(Work to do)
Pictures do not belong in the copy. Return all of the entries exactly.

╭─ Listing

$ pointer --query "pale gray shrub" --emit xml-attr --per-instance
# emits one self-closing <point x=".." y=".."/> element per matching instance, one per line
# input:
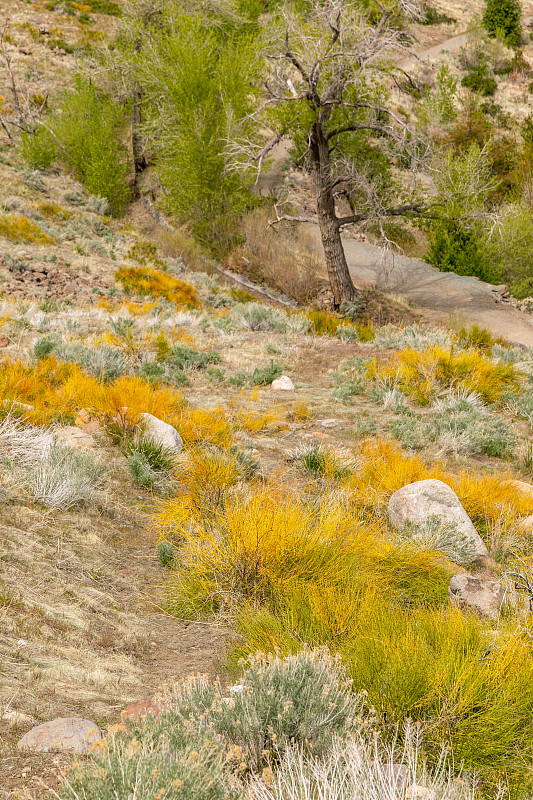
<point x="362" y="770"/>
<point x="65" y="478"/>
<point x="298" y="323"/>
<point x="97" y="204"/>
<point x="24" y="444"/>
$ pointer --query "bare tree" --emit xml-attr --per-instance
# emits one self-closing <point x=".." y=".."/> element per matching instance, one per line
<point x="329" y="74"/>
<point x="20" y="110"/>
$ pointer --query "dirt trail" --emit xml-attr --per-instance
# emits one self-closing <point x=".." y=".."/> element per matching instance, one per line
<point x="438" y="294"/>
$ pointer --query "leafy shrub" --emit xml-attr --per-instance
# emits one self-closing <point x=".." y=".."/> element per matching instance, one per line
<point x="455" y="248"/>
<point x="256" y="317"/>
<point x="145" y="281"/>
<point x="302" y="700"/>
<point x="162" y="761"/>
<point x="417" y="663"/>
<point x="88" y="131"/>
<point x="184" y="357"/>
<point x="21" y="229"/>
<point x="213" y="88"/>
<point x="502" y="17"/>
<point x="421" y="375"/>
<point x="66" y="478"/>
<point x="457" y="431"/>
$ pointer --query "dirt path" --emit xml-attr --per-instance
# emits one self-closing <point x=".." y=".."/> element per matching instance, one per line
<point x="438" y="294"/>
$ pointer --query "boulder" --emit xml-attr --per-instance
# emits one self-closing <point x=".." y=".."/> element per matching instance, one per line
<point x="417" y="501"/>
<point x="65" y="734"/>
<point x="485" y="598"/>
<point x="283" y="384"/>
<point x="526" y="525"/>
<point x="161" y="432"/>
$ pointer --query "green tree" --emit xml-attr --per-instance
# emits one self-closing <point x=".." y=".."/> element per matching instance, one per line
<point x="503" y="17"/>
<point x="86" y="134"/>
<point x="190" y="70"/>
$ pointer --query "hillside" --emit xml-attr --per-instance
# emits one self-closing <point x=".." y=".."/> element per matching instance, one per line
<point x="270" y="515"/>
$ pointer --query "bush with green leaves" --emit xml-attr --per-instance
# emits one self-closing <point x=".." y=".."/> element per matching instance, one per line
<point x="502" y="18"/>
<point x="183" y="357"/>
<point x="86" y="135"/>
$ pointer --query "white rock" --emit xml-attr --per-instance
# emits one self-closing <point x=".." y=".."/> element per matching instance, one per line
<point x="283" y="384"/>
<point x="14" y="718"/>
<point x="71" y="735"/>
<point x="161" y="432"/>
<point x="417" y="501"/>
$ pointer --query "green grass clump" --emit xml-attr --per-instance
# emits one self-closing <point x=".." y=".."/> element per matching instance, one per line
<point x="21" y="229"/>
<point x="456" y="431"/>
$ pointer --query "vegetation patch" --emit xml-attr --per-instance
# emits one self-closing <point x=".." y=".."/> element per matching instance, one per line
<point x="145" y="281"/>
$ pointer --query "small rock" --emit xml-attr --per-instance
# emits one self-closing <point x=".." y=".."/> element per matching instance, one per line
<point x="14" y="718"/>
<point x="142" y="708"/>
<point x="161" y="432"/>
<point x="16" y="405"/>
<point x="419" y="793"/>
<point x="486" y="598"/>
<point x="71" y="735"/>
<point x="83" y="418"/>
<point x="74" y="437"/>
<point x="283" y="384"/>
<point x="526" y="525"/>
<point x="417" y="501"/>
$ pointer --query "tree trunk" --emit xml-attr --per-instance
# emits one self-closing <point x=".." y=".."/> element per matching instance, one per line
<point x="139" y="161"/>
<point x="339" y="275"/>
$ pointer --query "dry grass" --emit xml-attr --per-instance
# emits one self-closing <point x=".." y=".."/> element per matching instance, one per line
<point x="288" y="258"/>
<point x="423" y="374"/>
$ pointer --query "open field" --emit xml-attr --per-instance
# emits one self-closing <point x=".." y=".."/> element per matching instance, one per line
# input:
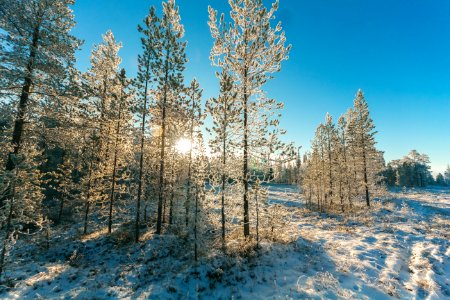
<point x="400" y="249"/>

╰─

(Finished answer)
$ pointer --query "pale gray shrub" --emit xml-attr --per-instance
# emits one self-closing <point x=".." y=".."/> element per matching instance, one per line
# input:
<point x="362" y="770"/>
<point x="65" y="478"/>
<point x="298" y="323"/>
<point x="97" y="204"/>
<point x="24" y="444"/>
$ pointer --query "bare tree" --emit xml-attr --per-instance
# emits one self-closing <point x=".." y=".."/> element per matching instance, one per line
<point x="329" y="74"/>
<point x="20" y="110"/>
$ pointer --query "dirt trail" --emit xml-attr --per-instance
# emits one self-closing <point x=".." y=".."/> element per matching instance, one per line
<point x="438" y="294"/>
$ pointer --query "leafy shrub" --emit xml-attr --per-instance
# emits one self-closing <point x=".." y=".."/> element per matching instance, one per line
<point x="455" y="248"/>
<point x="256" y="317"/>
<point x="145" y="281"/>
<point x="302" y="700"/>
<point x="162" y="761"/>
<point x="417" y="663"/>
<point x="88" y="131"/>
<point x="184" y="357"/>
<point x="21" y="229"/>
<point x="213" y="88"/>
<point x="502" y="17"/>
<point x="421" y="375"/>
<point x="66" y="478"/>
<point x="457" y="431"/>
$ pointer --query "dirt path" --emit xml-attr --per-instance
# emits one self-closing <point x=".." y=".."/> element per matching instance, one per line
<point x="438" y="294"/>
$ pointer --query "boulder" --emit xml-attr --per-instance
# emits one self-closing <point x=".." y=".."/> element per matching instance, one per line
<point x="417" y="501"/>
<point x="65" y="734"/>
<point x="485" y="598"/>
<point x="283" y="384"/>
<point x="526" y="525"/>
<point x="161" y="432"/>
$ pointer --query "green tree" --emit xml-attr --per-instance
# emits one self-closing <point x=".." y=".."/> element per matching instance, one per line
<point x="503" y="17"/>
<point x="86" y="134"/>
<point x="190" y="70"/>
$ pointer --query "hillside" --emit xml-attr --per-instance
# emits one self-closing <point x=".." y=".."/> element per matching instance, one per line
<point x="270" y="515"/>
$ pointer --query "bush with green leaves" --emit xml-attr --per-instance
# emits one self-closing <point x=".." y=".."/> element per matching instance, one per line
<point x="502" y="18"/>
<point x="183" y="357"/>
<point x="86" y="135"/>
$ pointer --query "white rock" --emit xml-attr --per-instance
# emits one self-closing <point x=".." y=".."/> element per matching instance, one per line
<point x="283" y="384"/>
<point x="14" y="718"/>
<point x="71" y="735"/>
<point x="161" y="432"/>
<point x="417" y="501"/>
$ pointer --query "green grass clump" --emit xml-attr --per-instance
# emits one self-closing <point x=".." y=".."/> element per matching instance, one per line
<point x="21" y="229"/>
<point x="456" y="431"/>
$ pointer --query "vegetation patch" --emit xml-attr --per-instance
# emits one self-closing <point x=".." y=".."/> element per matching instance, one per line
<point x="145" y="281"/>
$ pointer --query "small rock" --emit xml-attr --per-instance
# emits one self-closing <point x=".." y=".."/> element per matching instance, one per line
<point x="14" y="718"/>
<point x="142" y="708"/>
<point x="161" y="432"/>
<point x="16" y="405"/>
<point x="419" y="793"/>
<point x="486" y="598"/>
<point x="71" y="735"/>
<point x="83" y="418"/>
<point x="74" y="437"/>
<point x="283" y="384"/>
<point x="526" y="525"/>
<point x="417" y="501"/>
$ pointer --query "tree trunk" --emit xml-attr --per-instance
# emits one self-closing <point x=".." y=".."/> element per matching instance, one per line
<point x="139" y="161"/>
<point x="339" y="275"/>
$ pointer --query "dry grass" --emit xml-attr --per-instance
# emits one self-closing <point x=".." y=".."/> element per matching instance, one per line
<point x="288" y="258"/>
<point x="423" y="374"/>
$ pointer --query "open field" --emit xml-attr --per-instance
# emits one self-closing <point x=".." y=".."/> element per matching instance, one per line
# input:
<point x="400" y="249"/>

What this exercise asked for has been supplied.